begin
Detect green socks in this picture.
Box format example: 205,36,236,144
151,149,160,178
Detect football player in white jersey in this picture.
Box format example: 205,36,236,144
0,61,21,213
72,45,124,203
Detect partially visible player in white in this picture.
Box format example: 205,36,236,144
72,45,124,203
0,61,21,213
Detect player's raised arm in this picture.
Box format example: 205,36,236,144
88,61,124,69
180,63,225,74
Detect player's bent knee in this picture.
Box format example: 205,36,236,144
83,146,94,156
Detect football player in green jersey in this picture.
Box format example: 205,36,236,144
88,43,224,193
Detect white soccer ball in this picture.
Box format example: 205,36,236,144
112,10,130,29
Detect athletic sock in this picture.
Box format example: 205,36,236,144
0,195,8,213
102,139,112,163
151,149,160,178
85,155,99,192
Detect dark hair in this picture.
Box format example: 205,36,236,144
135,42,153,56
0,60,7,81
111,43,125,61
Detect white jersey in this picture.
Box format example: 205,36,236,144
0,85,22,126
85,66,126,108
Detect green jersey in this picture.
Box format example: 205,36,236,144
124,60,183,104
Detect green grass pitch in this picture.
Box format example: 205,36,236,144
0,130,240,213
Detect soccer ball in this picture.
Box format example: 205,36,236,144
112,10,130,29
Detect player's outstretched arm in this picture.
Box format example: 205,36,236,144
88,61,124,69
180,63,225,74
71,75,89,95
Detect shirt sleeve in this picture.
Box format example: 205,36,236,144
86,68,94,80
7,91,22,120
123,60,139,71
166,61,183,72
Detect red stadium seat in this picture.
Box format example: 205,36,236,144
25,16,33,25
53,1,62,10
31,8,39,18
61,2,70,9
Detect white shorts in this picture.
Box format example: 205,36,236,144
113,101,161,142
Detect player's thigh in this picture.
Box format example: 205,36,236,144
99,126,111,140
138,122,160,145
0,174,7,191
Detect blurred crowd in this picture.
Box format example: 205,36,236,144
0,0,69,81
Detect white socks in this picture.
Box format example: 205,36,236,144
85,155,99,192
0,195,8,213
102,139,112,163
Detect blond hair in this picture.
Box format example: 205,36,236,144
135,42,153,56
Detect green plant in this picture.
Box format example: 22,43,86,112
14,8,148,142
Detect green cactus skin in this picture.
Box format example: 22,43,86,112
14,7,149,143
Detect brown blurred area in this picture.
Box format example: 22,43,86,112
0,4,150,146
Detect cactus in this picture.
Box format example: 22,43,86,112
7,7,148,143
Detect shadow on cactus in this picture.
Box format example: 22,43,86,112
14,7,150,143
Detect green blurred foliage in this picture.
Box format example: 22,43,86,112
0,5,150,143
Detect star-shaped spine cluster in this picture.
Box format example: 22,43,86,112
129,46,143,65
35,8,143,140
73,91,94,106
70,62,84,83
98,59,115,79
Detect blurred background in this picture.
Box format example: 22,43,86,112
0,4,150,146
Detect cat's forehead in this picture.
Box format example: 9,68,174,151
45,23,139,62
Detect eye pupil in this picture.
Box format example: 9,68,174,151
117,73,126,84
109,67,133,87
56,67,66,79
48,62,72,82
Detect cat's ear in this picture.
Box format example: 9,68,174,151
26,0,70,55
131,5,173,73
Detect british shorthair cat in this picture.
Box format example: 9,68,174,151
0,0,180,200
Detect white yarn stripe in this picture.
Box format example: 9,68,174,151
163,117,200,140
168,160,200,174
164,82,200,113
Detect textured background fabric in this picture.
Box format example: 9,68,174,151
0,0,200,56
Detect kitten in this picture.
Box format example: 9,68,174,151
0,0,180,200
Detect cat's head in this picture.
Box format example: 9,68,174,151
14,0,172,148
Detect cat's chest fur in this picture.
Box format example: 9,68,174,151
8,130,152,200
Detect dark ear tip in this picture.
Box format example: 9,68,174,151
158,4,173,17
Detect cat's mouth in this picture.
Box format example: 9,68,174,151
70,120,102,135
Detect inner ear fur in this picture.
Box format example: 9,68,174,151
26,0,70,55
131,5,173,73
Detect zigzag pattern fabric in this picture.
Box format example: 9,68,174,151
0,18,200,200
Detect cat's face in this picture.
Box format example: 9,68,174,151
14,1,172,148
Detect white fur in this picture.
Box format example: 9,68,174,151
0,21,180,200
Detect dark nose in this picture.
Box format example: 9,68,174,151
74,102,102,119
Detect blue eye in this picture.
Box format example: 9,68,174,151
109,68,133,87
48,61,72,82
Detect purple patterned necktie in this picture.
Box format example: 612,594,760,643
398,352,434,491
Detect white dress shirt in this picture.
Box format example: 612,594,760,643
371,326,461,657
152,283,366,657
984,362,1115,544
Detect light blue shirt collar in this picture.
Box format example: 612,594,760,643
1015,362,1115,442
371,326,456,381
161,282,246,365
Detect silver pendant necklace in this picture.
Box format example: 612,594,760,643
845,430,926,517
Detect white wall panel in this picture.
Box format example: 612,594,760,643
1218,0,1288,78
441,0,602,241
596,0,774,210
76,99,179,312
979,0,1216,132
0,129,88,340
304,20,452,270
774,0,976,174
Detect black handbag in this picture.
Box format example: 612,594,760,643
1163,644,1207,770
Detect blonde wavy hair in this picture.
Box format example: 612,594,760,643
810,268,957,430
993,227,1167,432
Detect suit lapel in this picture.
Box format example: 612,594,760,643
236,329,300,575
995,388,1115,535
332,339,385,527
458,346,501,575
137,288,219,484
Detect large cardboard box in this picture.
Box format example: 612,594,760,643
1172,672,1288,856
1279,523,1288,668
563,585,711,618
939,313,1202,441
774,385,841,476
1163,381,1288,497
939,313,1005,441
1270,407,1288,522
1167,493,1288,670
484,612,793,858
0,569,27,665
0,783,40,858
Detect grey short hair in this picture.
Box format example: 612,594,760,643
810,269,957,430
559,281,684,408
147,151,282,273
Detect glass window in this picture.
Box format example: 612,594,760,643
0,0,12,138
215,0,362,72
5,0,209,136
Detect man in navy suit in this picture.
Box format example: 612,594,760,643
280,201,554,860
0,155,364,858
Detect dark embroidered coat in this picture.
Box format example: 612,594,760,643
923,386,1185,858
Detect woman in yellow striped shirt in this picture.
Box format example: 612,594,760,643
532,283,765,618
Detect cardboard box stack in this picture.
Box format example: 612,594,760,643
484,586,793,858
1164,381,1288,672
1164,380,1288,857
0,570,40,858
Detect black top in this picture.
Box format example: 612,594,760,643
end
Work to do:
Turn every line of the listing above into a numbered list, skipping any blank lines.

Solution below:
1. Detect green socks in this picture.
2. Box format example: 205,36,236,144
3. 151,149,160,178
4. Detect football player in white jersey in this picture.
5. Box format example: 205,36,236,144
6. 0,61,21,213
7. 72,45,124,203
8. Detect partially visible player in white in this picture.
9. Box format example: 205,36,236,144
10. 72,45,124,203
11. 0,61,21,213
12. Detect player's raised arm in this picture.
13. Box format example: 205,36,236,144
14. 88,61,124,69
15. 180,63,225,74
16. Detect player's bent knee in this picture.
17. Box format example: 205,36,236,144
18. 83,146,94,156
19. Detect football player in green jersey in this picture.
20. Box format example: 205,36,236,144
21. 88,43,224,193
22. Detect white soccer ball in this picture.
23. Box format example: 205,36,236,144
24. 112,10,130,29
25. Detect athletic sock in this picture.
26. Box format example: 205,36,236,144
27. 0,195,8,213
28. 102,139,112,163
29. 151,149,160,178
30. 85,155,99,192
31. Detect dark hair in this picture.
32. Box format example: 205,36,236,144
33. 135,42,153,56
34. 0,60,7,81
35. 111,43,125,61
36. Detect white jersey in this picture.
37. Box format example: 205,36,236,144
38. 0,85,22,126
39. 85,66,126,108
40. Detect green jersey in this picture.
41. Box format example: 205,36,236,144
42. 124,60,183,104
43. Detect green grass pitch in this picture.
44. Box format example: 205,36,236,144
45. 0,130,240,213
46. Detect soccer ball in this picture.
47. Box format example: 205,36,236,144
48. 112,10,130,29
49. Detect player's outstretched arm in this picture.
50. Box format example: 205,36,236,144
51. 88,61,124,69
52. 180,63,225,74
53. 71,75,89,95
54. Detect shirt sleeve in this picture.
55. Box format example: 205,36,236,144
56. 86,68,94,80
57. 7,91,22,120
58. 123,60,139,71
59. 166,61,183,72
60. Detect red stadium seat in this picture.
61. Box format example: 205,36,236,144
62. 25,16,33,25
63. 53,1,62,10
64. 31,8,39,18
65. 61,2,70,9
66. Detect white shorts in this picture.
67. Box format example: 205,36,236,144
68. 113,101,161,142
69. Detect player's thigh in this picture.
70. Box format example: 205,36,236,144
71. 99,126,111,140
72. 138,122,160,145
73. 0,174,7,191
74. Detect blurred crowd in this picture.
75. Box format example: 205,36,236,144
76. 0,0,69,81
77. Detect white socks in this picture.
78. Box format example: 205,36,236,144
79. 85,155,99,192
80. 0,195,8,213
81. 102,139,112,163
82. Detect blond hair in this picture.
83. Box format example: 205,36,236,144
84. 135,42,153,56
85. Detect green plant in this picture.
86. Box format example: 22,43,86,112
87. 14,8,148,142
88. Detect green cactus skin in this picture.
89. Box format example: 22,43,86,112
90. 14,7,149,143
91. Detect brown blurred area in this picture.
92. Box format example: 22,43,86,112
93. 0,4,150,146
94. Detect cactus in this picture.
95. Box format example: 22,43,86,112
96. 7,7,148,143
97. Detect shadow on cactus in this picture.
98. Box format example: 22,43,86,112
99. 14,7,150,143
100. Detect green blurred foliage in this picture.
101. Box format example: 22,43,86,112
102. 0,5,150,143
103. Detect star-shaped spine cluster in this picture.
104. Box format example: 22,43,86,112
105. 129,46,143,65
106. 35,8,143,140
107. 73,91,94,106
108. 70,62,84,83
109. 98,59,115,79
110. Detect blurred background in this picture.
111. Box format example: 22,43,86,112
112. 0,4,150,146
113. Detect cat's forehead in this picture.
114. Box format example: 9,68,174,151
115. 45,23,139,62
116. Detect eye pupil in this picture.
117. Box format example: 9,68,174,151
118. 117,73,126,84
119. 109,67,133,87
120. 56,67,66,79
121. 48,62,72,82
122. Detect cat's ear in this picture.
123. Box format example: 9,68,174,151
124. 26,0,70,55
125. 131,5,173,73
126. Detect british shorthair cat in this picture.
127. Box format example: 9,68,174,151
128. 0,0,180,200
129. Detect white yarn stripe in this picture.
130. Box format example: 9,68,174,151
131. 163,117,200,140
132. 168,160,200,174
133. 164,82,200,113
134. Detect textured background fabric in this picture.
135. Box format example: 9,68,174,151
136. 0,0,200,56
137. Detect kitten in this picture.
138. Box format example: 9,68,174,151
139. 0,0,180,200
140. Detect cat's head in this picture.
141. Box format example: 9,68,174,151
142. 14,0,172,148
143. Detect cat's chest fur in this picture.
144. Box format example: 9,68,174,151
145. 8,130,152,200
146. Detect dark ear tip in this picture.
147. Box format example: 9,68,174,151
148. 158,4,173,17
149. Detect cat's mouth in this picture.
150. Box format example: 9,68,174,151
151. 70,120,102,135
152. Detect inner ear fur in this picture.
153. Box format example: 9,68,174,151
154. 26,0,70,55
155. 131,5,173,73
156. Detect zigzag pattern fabric in this picture.
157. Box format example: 9,68,174,151
158. 0,18,200,200
159. Detect cat's face in this picture.
160. Box format example: 9,68,174,151
161. 14,1,172,148
162. Detect white fur in this picture.
163. Box format example: 9,68,174,151
164. 0,21,180,200
165. Detect dark nose in this picture.
166. Box format example: 9,68,174,151
167. 74,102,102,119
168. Detect blue eye in this picture.
169. Box format example: 9,68,174,151
170. 109,68,133,87
171. 48,61,72,82
172. Detect purple patterned necktie in this picture.
173. Box format example: 612,594,760,643
174. 398,352,434,491
175. Detect white dress shirt in this picture.
176. Box format example: 612,594,760,643
177. 371,326,461,657
178. 152,283,366,657
179. 984,362,1115,544
180. Detect light blue shirt collar in this picture.
181. Box format example: 612,594,760,643
182. 1015,362,1115,442
183. 371,326,456,381
184. 161,282,246,365
185. Detect silver pendant necklace in this picture.
186. Box format example: 612,594,760,643
187. 845,430,926,517
188. Detect white wall panel in this picture.
189. Box format example: 612,594,760,643
190. 1218,0,1288,78
191. 441,0,602,241
192. 596,0,774,210
193. 76,99,179,312
194. 979,0,1216,132
195. 0,129,88,340
196. 304,20,452,270
197. 774,0,976,174
198. Detect black handbag in this picture.
199. Box format example: 612,594,760,643
200. 1163,644,1207,770
201. Detect blonde wavy hair in this picture.
202. Box format example: 612,594,760,643
203. 810,268,957,430
204. 993,227,1167,432
205. Detect suit lapel in this picture.
206. Box format example: 612,594,760,643
207. 236,329,300,575
208. 995,388,1115,535
209. 332,339,385,527
210. 458,346,501,575
211. 137,288,219,484
212. Detect large cardboard box in this picture.
213. Box format example: 612,594,760,643
214. 1172,672,1288,856
215. 1279,523,1288,668
216. 563,585,711,618
217. 939,313,1202,441
218. 774,385,841,476
219. 1163,381,1288,497
220. 939,313,1005,441
221. 1270,407,1288,522
222. 1167,493,1288,670
223. 484,612,793,858
224. 0,569,27,665
225. 0,783,40,858
226. Detect grey short hair in this picture.
227. Box format example: 612,594,760,643
228. 810,269,957,430
229. 559,281,684,408
230. 147,151,282,273
231. Detect glass window in this picture.
232. Box format example: 612,594,760,643
233. 0,0,12,138
234. 215,0,362,72
235. 5,0,209,136
236. Detect man in navy suit in this picture.
237. Box format example: 612,594,760,643
238. 280,201,554,860
239. 0,155,364,858
240. Detect dark embroidered coat in this picture.
241. Box format example: 612,594,760,643
242. 923,386,1185,858
243. Detect woman in yellow striped shirt in this picture.
244. Box format example: 612,594,760,643
245. 532,283,765,618
246. Detect cardboard box stack in this picture.
247. Box format example: 612,594,760,643
248. 484,586,793,858
249. 1164,381,1288,672
250. 1164,380,1288,857
251. 0,570,40,858
252. Detect black top in this picture.
253. Box format example: 612,594,760,643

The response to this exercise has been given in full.